- **Provided text**:
##############################

Of course, reality eventually caught up. A skeptical private investigator and an FBI agent dug deeper and exposed Bourdin’s scam, revealing his long history of impersonating missing children. Cornered, he flipped the script and accused Nicholas’s family of killing the real boy, a chilling claim that injected even more ambiguity into an already twisted tale. Director Bart Layton plays it like a psychological thriller, blending interviews, reenactments, and archival footage into a slow-burn con game that leaves you breathless. At its core, The Imposter isn’t just about one sociopath, it’s about how badly people want to believe, how far denial can stretch, and how easily truth collapses when everyone’s desperate for a miracle.

‘Holy Hell’ (2016)

Holy Hell proves how dangerously easy it is to lose yourself in a community. Directed by Will Allen, who actually spent over 20 years inside the Buddhafield cult, this documentary blends home videos with modern interviews to show how an oddball ex-actor turned himself into “Michel” a wellness guru who promised enlightenment, but delivered exploitation. At first glance, life in the group looks idyllic. Beautiful people in California meadows, ballet rehearsals, meditation circles, and an endless stream of hugs. For Allen, who joined in the 80s while searching for meaning and belonging, it felt like unconditional love.

##############################

- **Directions**:
- 1) According to the documentary write-up, how long did Will Allen spend inside the Buddhafield cult?
- 2) Pick up the documentary write-up after its final sentence and extend it by one paragraph.

Phrase grounding data:
##############################

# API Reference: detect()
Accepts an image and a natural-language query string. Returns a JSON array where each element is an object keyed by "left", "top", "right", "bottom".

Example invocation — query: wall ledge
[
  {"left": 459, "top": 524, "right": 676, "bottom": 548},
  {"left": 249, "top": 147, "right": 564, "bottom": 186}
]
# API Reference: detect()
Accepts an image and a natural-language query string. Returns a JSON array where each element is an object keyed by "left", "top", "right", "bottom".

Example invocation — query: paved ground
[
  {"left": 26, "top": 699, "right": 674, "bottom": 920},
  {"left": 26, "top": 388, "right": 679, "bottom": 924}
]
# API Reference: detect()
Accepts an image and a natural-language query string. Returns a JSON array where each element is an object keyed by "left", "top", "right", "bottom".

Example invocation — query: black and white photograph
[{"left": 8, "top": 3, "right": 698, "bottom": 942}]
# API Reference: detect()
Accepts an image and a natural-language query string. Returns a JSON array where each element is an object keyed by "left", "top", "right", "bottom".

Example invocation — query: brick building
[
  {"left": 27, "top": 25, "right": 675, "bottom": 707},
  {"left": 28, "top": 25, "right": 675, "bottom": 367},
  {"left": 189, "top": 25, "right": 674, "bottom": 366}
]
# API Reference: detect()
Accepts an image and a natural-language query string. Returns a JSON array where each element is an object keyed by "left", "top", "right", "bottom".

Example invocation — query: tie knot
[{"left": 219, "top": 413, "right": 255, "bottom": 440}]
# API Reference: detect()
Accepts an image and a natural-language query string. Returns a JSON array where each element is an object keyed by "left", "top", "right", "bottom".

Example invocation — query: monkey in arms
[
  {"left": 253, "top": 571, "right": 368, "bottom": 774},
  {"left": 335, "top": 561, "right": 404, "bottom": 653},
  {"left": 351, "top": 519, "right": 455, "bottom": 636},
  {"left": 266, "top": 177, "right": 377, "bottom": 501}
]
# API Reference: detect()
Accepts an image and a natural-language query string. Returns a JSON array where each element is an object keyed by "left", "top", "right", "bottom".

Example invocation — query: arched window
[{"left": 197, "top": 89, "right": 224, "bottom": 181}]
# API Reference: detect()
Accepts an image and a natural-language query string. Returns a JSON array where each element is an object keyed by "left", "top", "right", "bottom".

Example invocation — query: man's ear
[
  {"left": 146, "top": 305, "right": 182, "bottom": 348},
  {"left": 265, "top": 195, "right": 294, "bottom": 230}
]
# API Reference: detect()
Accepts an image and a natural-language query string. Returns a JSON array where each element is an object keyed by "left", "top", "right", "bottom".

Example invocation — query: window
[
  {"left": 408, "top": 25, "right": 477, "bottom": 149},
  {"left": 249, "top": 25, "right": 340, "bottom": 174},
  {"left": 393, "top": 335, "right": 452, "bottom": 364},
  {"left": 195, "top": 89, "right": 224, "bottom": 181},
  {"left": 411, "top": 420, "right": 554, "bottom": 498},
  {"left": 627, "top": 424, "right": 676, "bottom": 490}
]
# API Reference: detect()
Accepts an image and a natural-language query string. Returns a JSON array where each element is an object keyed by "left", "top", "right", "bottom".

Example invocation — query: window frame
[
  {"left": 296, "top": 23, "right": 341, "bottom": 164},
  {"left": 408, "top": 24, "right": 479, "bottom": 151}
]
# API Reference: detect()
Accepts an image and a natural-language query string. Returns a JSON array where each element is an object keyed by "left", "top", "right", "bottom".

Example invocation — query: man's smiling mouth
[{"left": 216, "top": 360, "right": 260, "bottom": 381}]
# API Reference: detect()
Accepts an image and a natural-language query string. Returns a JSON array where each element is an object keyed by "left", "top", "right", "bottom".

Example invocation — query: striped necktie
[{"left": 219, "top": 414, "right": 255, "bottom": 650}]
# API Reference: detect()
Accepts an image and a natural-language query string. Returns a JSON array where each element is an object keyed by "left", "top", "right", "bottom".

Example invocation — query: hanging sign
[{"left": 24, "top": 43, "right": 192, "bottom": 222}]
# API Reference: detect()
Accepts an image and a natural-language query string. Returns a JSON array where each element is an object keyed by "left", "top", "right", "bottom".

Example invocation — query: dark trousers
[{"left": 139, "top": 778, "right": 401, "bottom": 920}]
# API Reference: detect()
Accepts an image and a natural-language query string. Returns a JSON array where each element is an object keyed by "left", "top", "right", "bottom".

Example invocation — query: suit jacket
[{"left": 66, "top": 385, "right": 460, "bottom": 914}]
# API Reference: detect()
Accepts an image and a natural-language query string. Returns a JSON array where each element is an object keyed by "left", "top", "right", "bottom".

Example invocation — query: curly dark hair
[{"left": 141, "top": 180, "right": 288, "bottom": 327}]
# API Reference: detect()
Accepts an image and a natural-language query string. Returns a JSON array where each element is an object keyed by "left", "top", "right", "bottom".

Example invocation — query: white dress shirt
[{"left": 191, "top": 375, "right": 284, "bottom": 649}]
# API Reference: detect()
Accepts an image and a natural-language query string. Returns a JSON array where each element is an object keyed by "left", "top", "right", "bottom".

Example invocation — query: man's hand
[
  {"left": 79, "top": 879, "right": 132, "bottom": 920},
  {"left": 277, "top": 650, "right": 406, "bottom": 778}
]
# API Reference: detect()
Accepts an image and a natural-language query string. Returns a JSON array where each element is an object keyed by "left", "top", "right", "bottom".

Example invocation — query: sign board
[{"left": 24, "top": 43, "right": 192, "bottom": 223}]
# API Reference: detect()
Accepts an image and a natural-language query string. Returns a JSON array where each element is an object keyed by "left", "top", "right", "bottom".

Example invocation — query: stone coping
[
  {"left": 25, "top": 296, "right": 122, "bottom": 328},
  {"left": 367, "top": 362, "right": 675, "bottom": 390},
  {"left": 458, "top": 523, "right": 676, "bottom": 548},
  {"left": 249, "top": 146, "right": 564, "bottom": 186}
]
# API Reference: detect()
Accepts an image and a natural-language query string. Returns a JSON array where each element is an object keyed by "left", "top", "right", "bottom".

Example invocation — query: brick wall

##############################

- **Results of the tasks**:
- 1) Over 20 years.

- 2)
Underneath the bliss was control, paranoia, and abuse. Michel isolated followers from outsiders, demanded total loyalty, and manipulated members with “cleansing sessions” that were really fronts for sexual exploitation. His vanity and megalomania grew alongside his power. A guru in eyeliner and Speedos, later a plastic surgery addict, forcing members into grueling performances and round-the-clock “service.” By the time Allen and others realized what they were trapped in, decades had passed and even then, some stayed behind when Michel fled to Hawaii with a core of loyalists. More than a cult exposé, Holy Hell is a warning about blind trust, misplaced faith, and the predators who thrive on both.